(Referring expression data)
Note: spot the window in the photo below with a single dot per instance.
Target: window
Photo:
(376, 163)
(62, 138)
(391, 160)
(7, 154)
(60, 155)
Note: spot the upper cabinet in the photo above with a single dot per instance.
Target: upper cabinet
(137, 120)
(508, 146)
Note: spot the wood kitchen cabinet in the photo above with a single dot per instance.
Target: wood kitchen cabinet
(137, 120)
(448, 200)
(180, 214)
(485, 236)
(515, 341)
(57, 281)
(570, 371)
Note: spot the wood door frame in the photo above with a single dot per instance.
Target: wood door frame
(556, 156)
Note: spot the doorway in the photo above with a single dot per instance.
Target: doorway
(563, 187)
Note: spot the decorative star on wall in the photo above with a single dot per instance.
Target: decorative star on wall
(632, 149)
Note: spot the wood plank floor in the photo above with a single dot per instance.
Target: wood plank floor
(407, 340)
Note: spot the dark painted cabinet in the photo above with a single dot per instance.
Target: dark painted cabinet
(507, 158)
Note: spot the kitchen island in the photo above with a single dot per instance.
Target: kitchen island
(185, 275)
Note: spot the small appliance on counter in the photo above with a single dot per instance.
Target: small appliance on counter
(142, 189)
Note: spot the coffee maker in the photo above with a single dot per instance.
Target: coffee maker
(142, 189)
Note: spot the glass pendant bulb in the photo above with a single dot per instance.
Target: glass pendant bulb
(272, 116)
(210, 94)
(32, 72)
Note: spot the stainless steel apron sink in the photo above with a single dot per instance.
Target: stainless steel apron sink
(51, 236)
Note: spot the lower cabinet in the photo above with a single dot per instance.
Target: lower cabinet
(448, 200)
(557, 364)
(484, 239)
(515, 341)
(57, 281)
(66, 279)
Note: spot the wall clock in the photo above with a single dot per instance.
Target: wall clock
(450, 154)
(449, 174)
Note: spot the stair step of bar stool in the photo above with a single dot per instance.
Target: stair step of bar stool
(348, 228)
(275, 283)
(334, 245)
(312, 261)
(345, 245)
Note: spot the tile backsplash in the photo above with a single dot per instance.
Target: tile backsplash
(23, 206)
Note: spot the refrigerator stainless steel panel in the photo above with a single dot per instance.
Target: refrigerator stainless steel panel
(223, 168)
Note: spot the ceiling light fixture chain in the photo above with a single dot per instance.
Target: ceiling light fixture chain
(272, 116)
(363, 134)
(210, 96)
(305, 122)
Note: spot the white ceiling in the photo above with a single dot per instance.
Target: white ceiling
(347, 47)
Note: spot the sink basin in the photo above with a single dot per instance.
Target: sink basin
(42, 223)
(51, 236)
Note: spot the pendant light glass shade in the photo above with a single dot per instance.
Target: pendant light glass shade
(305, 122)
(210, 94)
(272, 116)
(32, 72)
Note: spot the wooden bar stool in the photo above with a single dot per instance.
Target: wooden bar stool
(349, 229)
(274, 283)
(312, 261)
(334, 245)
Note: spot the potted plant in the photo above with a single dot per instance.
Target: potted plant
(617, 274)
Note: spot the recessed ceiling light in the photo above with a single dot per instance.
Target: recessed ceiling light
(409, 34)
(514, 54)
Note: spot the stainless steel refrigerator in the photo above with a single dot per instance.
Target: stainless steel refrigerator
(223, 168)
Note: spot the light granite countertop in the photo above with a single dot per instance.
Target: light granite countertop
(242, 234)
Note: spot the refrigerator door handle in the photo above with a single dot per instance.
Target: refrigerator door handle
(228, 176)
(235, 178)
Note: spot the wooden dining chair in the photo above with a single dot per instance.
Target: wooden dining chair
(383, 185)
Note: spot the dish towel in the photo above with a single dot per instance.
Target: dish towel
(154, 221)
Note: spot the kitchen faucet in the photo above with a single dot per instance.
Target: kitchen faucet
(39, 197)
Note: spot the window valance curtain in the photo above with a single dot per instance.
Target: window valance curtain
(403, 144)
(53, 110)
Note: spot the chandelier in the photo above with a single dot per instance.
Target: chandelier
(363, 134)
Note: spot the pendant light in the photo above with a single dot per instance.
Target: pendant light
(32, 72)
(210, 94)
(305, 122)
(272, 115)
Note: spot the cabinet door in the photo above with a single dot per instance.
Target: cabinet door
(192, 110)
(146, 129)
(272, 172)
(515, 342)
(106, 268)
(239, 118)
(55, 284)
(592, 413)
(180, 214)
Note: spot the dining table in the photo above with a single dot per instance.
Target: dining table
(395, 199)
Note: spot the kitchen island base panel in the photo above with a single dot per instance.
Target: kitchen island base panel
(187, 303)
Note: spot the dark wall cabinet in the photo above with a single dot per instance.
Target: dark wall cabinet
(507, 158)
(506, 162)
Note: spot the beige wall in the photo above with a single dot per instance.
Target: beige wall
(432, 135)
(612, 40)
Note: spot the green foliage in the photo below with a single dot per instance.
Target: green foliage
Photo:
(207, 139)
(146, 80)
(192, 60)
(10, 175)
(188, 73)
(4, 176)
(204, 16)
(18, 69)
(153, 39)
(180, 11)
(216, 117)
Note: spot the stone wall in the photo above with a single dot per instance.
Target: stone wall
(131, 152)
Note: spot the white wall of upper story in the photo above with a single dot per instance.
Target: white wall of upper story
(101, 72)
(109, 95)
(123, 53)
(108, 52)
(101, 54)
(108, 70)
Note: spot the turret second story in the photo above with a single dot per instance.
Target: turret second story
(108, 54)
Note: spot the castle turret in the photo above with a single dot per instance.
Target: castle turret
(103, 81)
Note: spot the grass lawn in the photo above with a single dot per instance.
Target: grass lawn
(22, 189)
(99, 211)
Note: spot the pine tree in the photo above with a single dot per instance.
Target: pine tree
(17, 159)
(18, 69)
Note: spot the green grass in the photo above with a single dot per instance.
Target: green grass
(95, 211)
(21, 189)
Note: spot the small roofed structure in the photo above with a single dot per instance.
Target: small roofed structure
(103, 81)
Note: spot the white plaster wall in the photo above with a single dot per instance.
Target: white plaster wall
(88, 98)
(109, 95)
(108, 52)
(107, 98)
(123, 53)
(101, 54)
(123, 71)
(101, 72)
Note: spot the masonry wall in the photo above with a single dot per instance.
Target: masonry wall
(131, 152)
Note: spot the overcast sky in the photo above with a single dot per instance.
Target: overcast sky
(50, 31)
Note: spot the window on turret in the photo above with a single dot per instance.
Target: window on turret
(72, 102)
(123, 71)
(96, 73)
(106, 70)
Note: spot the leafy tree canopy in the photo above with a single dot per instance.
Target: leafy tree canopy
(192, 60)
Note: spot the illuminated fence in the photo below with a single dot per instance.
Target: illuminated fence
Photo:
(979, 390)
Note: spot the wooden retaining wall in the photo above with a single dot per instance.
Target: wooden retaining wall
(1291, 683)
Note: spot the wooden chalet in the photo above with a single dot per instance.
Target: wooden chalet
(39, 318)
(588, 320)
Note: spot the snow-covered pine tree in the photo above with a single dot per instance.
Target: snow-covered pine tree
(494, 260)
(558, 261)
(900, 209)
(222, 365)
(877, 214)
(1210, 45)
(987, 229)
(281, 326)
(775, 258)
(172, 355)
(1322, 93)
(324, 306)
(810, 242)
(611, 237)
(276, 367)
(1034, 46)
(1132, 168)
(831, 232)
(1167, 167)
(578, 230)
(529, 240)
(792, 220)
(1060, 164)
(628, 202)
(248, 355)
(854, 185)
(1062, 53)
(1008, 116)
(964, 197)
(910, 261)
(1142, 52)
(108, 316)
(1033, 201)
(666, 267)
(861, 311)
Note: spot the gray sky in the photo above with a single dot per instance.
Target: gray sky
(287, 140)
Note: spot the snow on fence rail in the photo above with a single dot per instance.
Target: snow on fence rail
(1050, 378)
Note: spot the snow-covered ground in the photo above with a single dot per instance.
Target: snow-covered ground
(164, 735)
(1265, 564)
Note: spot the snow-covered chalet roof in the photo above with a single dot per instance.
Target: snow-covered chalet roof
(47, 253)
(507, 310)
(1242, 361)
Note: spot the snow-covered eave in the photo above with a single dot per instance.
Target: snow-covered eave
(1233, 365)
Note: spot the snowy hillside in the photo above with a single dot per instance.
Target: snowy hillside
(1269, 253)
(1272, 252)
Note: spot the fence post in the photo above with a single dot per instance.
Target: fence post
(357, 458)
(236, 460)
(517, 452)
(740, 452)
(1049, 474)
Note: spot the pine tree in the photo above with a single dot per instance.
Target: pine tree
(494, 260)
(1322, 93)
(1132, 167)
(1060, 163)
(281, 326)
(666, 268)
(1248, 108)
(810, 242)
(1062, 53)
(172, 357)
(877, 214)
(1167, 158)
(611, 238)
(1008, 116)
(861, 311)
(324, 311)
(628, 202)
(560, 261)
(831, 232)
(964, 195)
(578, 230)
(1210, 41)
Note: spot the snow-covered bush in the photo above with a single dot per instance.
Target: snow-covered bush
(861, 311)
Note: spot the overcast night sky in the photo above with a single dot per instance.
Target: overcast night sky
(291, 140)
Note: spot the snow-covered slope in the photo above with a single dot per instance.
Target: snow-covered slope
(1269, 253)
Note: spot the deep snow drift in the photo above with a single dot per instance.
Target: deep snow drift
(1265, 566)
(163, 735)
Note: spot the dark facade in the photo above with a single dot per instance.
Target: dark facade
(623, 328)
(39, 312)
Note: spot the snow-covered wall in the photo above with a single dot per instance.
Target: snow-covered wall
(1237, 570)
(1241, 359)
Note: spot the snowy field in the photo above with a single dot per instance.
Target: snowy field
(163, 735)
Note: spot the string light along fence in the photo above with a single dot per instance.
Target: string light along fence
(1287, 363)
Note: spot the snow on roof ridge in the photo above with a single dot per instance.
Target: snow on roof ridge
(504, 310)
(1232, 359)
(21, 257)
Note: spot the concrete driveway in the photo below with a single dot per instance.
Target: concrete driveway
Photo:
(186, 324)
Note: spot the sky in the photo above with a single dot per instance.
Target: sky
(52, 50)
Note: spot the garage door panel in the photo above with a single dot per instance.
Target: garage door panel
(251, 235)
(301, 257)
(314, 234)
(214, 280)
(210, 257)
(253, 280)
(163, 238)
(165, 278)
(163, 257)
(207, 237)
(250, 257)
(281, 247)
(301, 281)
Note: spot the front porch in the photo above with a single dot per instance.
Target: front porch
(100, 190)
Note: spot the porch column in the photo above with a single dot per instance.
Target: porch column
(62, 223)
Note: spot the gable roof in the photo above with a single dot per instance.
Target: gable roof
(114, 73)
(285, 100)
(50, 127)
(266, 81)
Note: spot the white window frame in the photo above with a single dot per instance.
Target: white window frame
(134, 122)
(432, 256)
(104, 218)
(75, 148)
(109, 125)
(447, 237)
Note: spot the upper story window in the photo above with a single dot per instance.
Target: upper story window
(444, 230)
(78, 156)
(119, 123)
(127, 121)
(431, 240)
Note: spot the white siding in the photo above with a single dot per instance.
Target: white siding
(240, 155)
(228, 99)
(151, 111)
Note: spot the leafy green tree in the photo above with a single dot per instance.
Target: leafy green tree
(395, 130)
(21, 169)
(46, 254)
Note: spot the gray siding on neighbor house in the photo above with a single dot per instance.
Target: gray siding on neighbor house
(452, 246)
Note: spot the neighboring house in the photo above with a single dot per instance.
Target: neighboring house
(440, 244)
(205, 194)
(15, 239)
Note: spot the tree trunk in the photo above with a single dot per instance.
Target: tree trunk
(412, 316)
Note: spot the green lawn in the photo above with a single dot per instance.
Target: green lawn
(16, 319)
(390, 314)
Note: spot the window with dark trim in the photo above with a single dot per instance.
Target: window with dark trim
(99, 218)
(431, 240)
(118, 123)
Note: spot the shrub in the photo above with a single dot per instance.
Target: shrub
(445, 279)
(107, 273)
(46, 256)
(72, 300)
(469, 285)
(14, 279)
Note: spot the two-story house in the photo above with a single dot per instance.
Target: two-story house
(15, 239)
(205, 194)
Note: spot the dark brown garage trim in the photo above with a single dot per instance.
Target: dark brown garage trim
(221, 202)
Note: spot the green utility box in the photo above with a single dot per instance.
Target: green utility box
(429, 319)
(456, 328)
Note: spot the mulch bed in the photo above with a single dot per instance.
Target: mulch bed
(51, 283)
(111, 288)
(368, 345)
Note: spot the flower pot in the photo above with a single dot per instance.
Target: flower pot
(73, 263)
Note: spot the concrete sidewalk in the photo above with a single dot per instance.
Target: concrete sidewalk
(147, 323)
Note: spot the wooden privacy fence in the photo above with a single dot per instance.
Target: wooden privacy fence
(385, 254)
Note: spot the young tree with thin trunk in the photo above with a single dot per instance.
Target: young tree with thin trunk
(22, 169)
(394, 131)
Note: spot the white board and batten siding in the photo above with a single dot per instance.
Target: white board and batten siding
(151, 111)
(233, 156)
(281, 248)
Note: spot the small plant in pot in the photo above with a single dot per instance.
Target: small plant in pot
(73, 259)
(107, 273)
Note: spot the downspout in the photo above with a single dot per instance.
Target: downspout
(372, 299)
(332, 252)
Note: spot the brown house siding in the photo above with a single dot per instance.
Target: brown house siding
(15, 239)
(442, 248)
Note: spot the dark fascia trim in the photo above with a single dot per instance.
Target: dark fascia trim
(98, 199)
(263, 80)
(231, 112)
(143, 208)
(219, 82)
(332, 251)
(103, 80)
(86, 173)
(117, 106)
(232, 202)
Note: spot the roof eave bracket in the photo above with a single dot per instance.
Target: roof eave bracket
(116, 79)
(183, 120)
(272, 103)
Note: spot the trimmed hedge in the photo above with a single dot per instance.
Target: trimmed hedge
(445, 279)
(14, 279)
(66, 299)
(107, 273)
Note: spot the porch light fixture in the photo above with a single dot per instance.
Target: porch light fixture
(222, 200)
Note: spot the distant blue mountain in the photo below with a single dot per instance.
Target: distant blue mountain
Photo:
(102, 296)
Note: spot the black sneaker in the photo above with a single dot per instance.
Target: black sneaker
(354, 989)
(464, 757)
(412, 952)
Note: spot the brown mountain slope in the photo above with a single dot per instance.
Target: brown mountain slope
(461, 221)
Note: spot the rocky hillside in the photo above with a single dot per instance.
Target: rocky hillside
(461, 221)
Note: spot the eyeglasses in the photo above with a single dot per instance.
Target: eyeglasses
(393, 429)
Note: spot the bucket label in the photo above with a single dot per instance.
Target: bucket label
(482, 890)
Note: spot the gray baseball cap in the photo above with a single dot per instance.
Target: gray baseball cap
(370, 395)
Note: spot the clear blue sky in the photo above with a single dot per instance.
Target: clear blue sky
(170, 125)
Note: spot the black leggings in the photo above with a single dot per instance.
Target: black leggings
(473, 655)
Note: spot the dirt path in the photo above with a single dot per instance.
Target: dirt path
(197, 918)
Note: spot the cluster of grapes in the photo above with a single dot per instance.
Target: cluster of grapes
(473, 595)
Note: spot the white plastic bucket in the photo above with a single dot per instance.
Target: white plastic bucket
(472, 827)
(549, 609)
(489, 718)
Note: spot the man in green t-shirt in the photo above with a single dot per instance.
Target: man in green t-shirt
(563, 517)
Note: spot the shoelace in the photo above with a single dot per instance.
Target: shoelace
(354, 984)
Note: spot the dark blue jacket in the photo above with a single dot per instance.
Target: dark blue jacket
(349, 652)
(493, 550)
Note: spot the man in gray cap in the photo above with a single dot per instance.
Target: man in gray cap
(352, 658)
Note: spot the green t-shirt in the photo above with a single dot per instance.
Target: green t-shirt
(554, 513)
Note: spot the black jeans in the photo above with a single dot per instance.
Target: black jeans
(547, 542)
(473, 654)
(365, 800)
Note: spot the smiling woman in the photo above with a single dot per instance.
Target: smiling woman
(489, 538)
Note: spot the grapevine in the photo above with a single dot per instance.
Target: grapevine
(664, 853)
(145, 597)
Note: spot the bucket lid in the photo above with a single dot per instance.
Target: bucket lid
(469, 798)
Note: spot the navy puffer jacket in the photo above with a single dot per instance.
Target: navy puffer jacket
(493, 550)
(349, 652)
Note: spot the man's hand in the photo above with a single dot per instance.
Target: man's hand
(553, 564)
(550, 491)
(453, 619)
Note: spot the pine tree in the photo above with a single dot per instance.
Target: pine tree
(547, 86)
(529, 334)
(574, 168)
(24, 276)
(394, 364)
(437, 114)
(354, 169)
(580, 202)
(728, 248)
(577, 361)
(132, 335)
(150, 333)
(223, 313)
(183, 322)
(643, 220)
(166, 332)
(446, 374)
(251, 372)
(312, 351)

PROBLEM DETAILS: Copy the records above exactly, from the first line through the line containing "Note: spot the decorative", and include nothing else.

COMPLETED TASK:
Note: spot the window in the photo below with a single dot per instance.
Target: window
Photo:
(376, 163)
(62, 138)
(391, 160)
(7, 154)
(60, 155)
Note: spot the upper cabinet in the photo above with a single dot per instance.
Target: upper cabinet
(137, 120)
(508, 146)
Note: spot the wood kitchen cabinet in the photo above with a single dot per instance.
Target: wood kitchen cabinet
(137, 120)
(448, 200)
(180, 214)
(485, 236)
(515, 341)
(57, 281)
(570, 371)
Note: spot the wood door frame in the photo above with a single dot per instance.
Target: wood door frame
(556, 156)
Note: spot the doorway in the photo above with a single dot per instance.
Target: doorway
(563, 187)
Note: spot the decorative star on wall in the photo above with a single dot per instance.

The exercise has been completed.